Pick out each line in the items below that contains the word "umbrella", and copy those lines as they appear.

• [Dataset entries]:
........
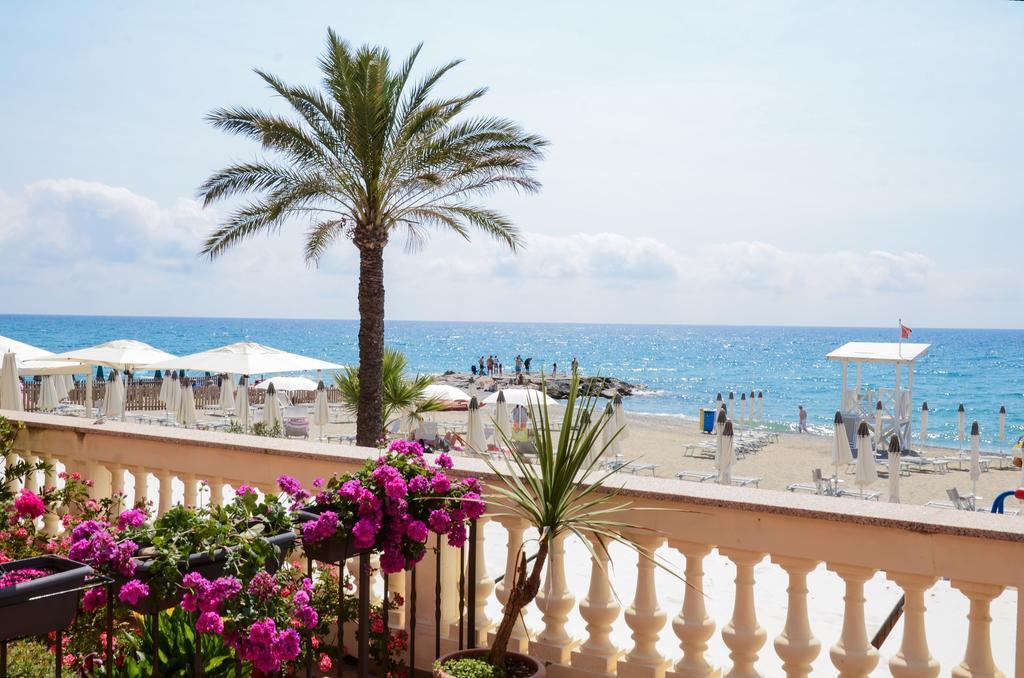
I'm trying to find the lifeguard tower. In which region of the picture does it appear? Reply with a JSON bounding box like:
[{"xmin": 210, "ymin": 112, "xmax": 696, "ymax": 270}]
[{"xmin": 826, "ymin": 341, "xmax": 931, "ymax": 450}]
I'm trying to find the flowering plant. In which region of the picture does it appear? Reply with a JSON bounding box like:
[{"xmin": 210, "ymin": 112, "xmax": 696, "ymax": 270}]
[{"xmin": 279, "ymin": 440, "xmax": 485, "ymax": 575}]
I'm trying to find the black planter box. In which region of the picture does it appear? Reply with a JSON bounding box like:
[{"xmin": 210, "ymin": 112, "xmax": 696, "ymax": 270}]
[
  {"xmin": 295, "ymin": 506, "xmax": 374, "ymax": 564},
  {"xmin": 129, "ymin": 532, "xmax": 295, "ymax": 615},
  {"xmin": 0, "ymin": 555, "xmax": 92, "ymax": 642}
]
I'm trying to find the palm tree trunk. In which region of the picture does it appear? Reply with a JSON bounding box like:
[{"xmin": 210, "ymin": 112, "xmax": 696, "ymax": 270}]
[{"xmin": 355, "ymin": 244, "xmax": 384, "ymax": 448}]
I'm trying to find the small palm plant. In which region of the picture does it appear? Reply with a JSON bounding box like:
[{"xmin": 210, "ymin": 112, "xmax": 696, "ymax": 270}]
[
  {"xmin": 486, "ymin": 375, "xmax": 653, "ymax": 668},
  {"xmin": 334, "ymin": 348, "xmax": 443, "ymax": 432}
]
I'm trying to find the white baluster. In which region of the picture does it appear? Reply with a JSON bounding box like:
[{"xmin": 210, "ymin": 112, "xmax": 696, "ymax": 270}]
[
  {"xmin": 43, "ymin": 457, "xmax": 60, "ymax": 537},
  {"xmin": 719, "ymin": 549, "xmax": 768, "ymax": 678},
  {"xmin": 950, "ymin": 580, "xmax": 1007, "ymax": 678},
  {"xmin": 772, "ymin": 556, "xmax": 821, "ymax": 678},
  {"xmin": 618, "ymin": 533, "xmax": 671, "ymax": 678},
  {"xmin": 668, "ymin": 540, "xmax": 722, "ymax": 678},
  {"xmin": 157, "ymin": 469, "xmax": 174, "ymax": 515},
  {"xmin": 472, "ymin": 516, "xmax": 495, "ymax": 645},
  {"xmin": 488, "ymin": 515, "xmax": 529, "ymax": 652},
  {"xmin": 572, "ymin": 537, "xmax": 623, "ymax": 675},
  {"xmin": 888, "ymin": 573, "xmax": 939, "ymax": 678},
  {"xmin": 527, "ymin": 534, "xmax": 579, "ymax": 664},
  {"xmin": 828, "ymin": 564, "xmax": 879, "ymax": 678}
]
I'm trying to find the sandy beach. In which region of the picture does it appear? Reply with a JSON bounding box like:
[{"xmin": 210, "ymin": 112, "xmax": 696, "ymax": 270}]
[{"xmin": 301, "ymin": 400, "xmax": 1021, "ymax": 508}]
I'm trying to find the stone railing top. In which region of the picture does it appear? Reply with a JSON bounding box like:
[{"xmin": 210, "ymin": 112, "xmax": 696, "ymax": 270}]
[{"xmin": 8, "ymin": 411, "xmax": 1024, "ymax": 542}]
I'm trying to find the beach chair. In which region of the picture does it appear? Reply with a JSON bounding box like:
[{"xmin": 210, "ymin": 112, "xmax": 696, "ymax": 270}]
[{"xmin": 785, "ymin": 468, "xmax": 835, "ymax": 495}]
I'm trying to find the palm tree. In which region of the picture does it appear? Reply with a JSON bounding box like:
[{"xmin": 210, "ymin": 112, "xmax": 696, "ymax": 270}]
[
  {"xmin": 334, "ymin": 348, "xmax": 442, "ymax": 436},
  {"xmin": 199, "ymin": 30, "xmax": 547, "ymax": 446}
]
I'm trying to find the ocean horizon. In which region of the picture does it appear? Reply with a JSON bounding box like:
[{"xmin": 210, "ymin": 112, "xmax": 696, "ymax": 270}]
[{"xmin": 0, "ymin": 314, "xmax": 1024, "ymax": 449}]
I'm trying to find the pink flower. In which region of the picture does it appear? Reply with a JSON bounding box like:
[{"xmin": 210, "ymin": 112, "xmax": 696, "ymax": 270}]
[
  {"xmin": 196, "ymin": 612, "xmax": 224, "ymax": 635},
  {"xmin": 82, "ymin": 586, "xmax": 106, "ymax": 612},
  {"xmin": 14, "ymin": 489, "xmax": 46, "ymax": 519},
  {"xmin": 118, "ymin": 579, "xmax": 150, "ymax": 605}
]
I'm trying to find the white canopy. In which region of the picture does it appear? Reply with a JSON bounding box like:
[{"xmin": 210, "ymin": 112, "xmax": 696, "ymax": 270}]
[
  {"xmin": 0, "ymin": 337, "xmax": 89, "ymax": 377},
  {"xmin": 256, "ymin": 377, "xmax": 316, "ymax": 391},
  {"xmin": 825, "ymin": 341, "xmax": 931, "ymax": 363},
  {"xmin": 145, "ymin": 341, "xmax": 343, "ymax": 376},
  {"xmin": 483, "ymin": 388, "xmax": 561, "ymax": 408},
  {"xmin": 50, "ymin": 339, "xmax": 174, "ymax": 372},
  {"xmin": 423, "ymin": 384, "xmax": 470, "ymax": 402}
]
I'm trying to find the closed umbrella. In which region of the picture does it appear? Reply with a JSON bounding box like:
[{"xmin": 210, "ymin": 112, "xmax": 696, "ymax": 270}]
[
  {"xmin": 466, "ymin": 397, "xmax": 487, "ymax": 455},
  {"xmin": 853, "ymin": 421, "xmax": 879, "ymax": 497},
  {"xmin": 0, "ymin": 351, "xmax": 23, "ymax": 412},
  {"xmin": 36, "ymin": 375, "xmax": 59, "ymax": 412},
  {"xmin": 494, "ymin": 390, "xmax": 512, "ymax": 448},
  {"xmin": 177, "ymin": 378, "xmax": 196, "ymax": 428},
  {"xmin": 234, "ymin": 377, "xmax": 252, "ymax": 432},
  {"xmin": 715, "ymin": 421, "xmax": 736, "ymax": 485},
  {"xmin": 263, "ymin": 384, "xmax": 281, "ymax": 428},
  {"xmin": 956, "ymin": 402, "xmax": 966, "ymax": 455},
  {"xmin": 971, "ymin": 422, "xmax": 981, "ymax": 502},
  {"xmin": 833, "ymin": 412, "xmax": 853, "ymax": 488},
  {"xmin": 219, "ymin": 378, "xmax": 234, "ymax": 415},
  {"xmin": 919, "ymin": 402, "xmax": 928, "ymax": 448},
  {"xmin": 874, "ymin": 400, "xmax": 885, "ymax": 450},
  {"xmin": 889, "ymin": 435, "xmax": 900, "ymax": 504},
  {"xmin": 100, "ymin": 370, "xmax": 124, "ymax": 417},
  {"xmin": 999, "ymin": 406, "xmax": 1007, "ymax": 452},
  {"xmin": 313, "ymin": 379, "xmax": 331, "ymax": 440},
  {"xmin": 611, "ymin": 393, "xmax": 629, "ymax": 441}
]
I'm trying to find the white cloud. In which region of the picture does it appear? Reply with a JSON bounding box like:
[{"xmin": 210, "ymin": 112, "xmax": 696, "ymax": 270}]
[{"xmin": 0, "ymin": 179, "xmax": 1021, "ymax": 326}]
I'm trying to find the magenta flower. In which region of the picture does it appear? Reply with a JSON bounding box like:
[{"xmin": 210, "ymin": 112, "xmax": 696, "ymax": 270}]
[
  {"xmin": 14, "ymin": 489, "xmax": 46, "ymax": 519},
  {"xmin": 118, "ymin": 579, "xmax": 150, "ymax": 605}
]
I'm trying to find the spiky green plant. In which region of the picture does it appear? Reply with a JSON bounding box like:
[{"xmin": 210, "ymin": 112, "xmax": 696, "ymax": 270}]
[
  {"xmin": 334, "ymin": 348, "xmax": 443, "ymax": 436},
  {"xmin": 485, "ymin": 374, "xmax": 654, "ymax": 667},
  {"xmin": 199, "ymin": 30, "xmax": 547, "ymax": 446}
]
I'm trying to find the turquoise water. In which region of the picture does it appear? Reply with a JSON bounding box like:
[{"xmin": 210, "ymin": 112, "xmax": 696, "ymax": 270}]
[{"xmin": 0, "ymin": 315, "xmax": 1024, "ymax": 446}]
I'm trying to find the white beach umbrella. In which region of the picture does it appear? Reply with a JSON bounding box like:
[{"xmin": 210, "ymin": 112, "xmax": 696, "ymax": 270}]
[
  {"xmin": 611, "ymin": 393, "xmax": 630, "ymax": 443},
  {"xmin": 493, "ymin": 390, "xmax": 512, "ymax": 448},
  {"xmin": 999, "ymin": 406, "xmax": 1007, "ymax": 452},
  {"xmin": 36, "ymin": 375, "xmax": 60, "ymax": 412},
  {"xmin": 234, "ymin": 377, "xmax": 252, "ymax": 431},
  {"xmin": 853, "ymin": 421, "xmax": 879, "ymax": 495},
  {"xmin": 263, "ymin": 384, "xmax": 282, "ymax": 428},
  {"xmin": 956, "ymin": 402, "xmax": 966, "ymax": 453},
  {"xmin": 971, "ymin": 422, "xmax": 981, "ymax": 497},
  {"xmin": 313, "ymin": 379, "xmax": 331, "ymax": 440},
  {"xmin": 715, "ymin": 421, "xmax": 736, "ymax": 485},
  {"xmin": 423, "ymin": 384, "xmax": 472, "ymax": 402},
  {"xmin": 466, "ymin": 397, "xmax": 487, "ymax": 455},
  {"xmin": 874, "ymin": 400, "xmax": 885, "ymax": 450},
  {"xmin": 831, "ymin": 412, "xmax": 853, "ymax": 480},
  {"xmin": 0, "ymin": 351, "xmax": 23, "ymax": 412},
  {"xmin": 483, "ymin": 388, "xmax": 561, "ymax": 409},
  {"xmin": 100, "ymin": 370, "xmax": 125, "ymax": 417},
  {"xmin": 918, "ymin": 402, "xmax": 928, "ymax": 447},
  {"xmin": 147, "ymin": 341, "xmax": 343, "ymax": 376},
  {"xmin": 218, "ymin": 377, "xmax": 234, "ymax": 414},
  {"xmin": 256, "ymin": 377, "xmax": 316, "ymax": 392},
  {"xmin": 177, "ymin": 379, "xmax": 196, "ymax": 428},
  {"xmin": 889, "ymin": 435, "xmax": 902, "ymax": 504}
]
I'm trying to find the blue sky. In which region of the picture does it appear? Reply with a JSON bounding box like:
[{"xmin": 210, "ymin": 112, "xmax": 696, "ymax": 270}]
[{"xmin": 0, "ymin": 0, "xmax": 1024, "ymax": 327}]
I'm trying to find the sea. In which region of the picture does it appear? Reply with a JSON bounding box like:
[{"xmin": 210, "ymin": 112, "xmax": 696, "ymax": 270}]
[{"xmin": 0, "ymin": 314, "xmax": 1024, "ymax": 449}]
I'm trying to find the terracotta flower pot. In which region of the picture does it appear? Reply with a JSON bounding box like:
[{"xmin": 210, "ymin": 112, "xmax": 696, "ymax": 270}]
[
  {"xmin": 0, "ymin": 555, "xmax": 92, "ymax": 642},
  {"xmin": 433, "ymin": 647, "xmax": 546, "ymax": 678}
]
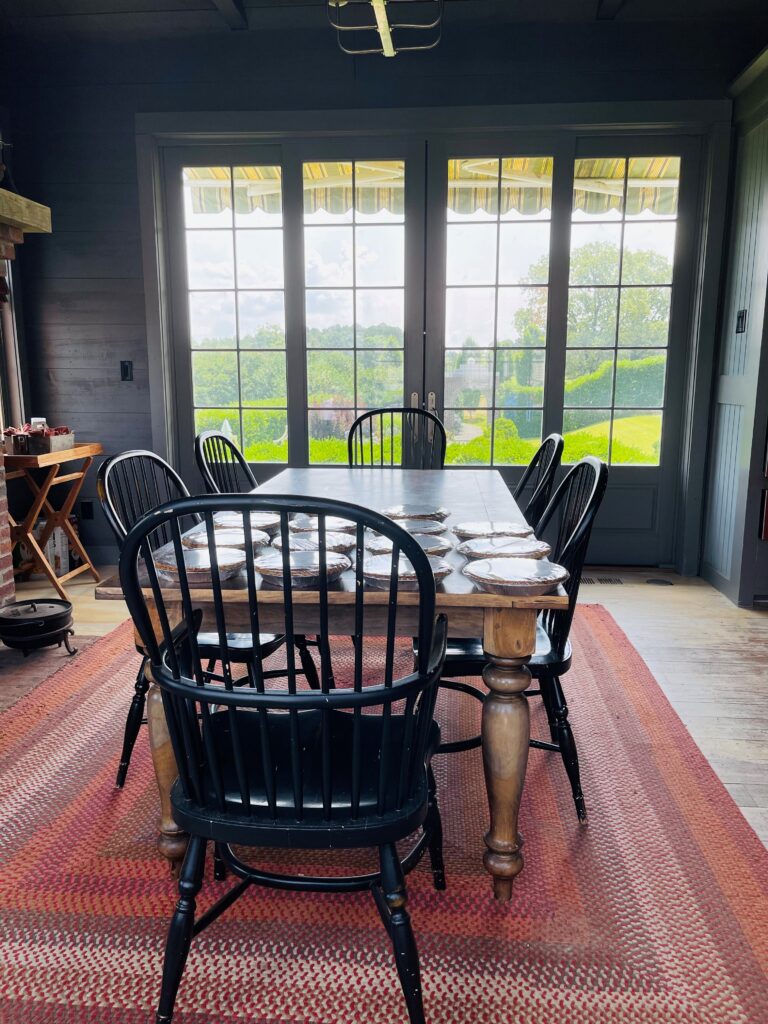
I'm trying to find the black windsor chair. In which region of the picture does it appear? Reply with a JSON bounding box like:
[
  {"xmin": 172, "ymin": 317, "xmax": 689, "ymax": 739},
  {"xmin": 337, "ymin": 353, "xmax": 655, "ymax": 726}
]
[
  {"xmin": 417, "ymin": 456, "xmax": 608, "ymax": 821},
  {"xmin": 96, "ymin": 450, "xmax": 290, "ymax": 788},
  {"xmin": 120, "ymin": 495, "xmax": 445, "ymax": 1024},
  {"xmin": 347, "ymin": 409, "xmax": 445, "ymax": 469},
  {"xmin": 512, "ymin": 434, "xmax": 565, "ymax": 523},
  {"xmin": 195, "ymin": 430, "xmax": 318, "ymax": 689},
  {"xmin": 195, "ymin": 430, "xmax": 258, "ymax": 495}
]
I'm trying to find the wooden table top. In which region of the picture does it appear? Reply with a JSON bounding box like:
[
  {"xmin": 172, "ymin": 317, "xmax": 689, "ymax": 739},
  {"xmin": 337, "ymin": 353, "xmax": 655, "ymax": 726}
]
[
  {"xmin": 96, "ymin": 467, "xmax": 567, "ymax": 609},
  {"xmin": 5, "ymin": 441, "xmax": 103, "ymax": 472}
]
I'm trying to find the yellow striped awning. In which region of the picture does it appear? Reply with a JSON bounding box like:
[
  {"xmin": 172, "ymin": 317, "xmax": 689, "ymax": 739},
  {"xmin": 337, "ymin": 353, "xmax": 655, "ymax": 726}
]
[{"xmin": 184, "ymin": 157, "xmax": 680, "ymax": 216}]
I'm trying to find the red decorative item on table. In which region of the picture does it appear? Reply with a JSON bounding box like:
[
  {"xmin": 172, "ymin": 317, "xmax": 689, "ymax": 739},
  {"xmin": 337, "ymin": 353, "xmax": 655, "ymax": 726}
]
[{"xmin": 3, "ymin": 423, "xmax": 75, "ymax": 455}]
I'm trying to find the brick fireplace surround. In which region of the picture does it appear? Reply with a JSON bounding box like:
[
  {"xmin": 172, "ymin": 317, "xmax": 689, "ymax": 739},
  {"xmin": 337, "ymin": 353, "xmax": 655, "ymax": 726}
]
[{"xmin": 0, "ymin": 452, "xmax": 15, "ymax": 605}]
........
• [Result for this exercise]:
I'm trying to find the closed umbrella. In which region of the picture does it appear? Reply with a JSON bounding box like:
I'm trying to find the white beach umbrella. In which region of the picture does it appear? Reply with a JSON bounding box like:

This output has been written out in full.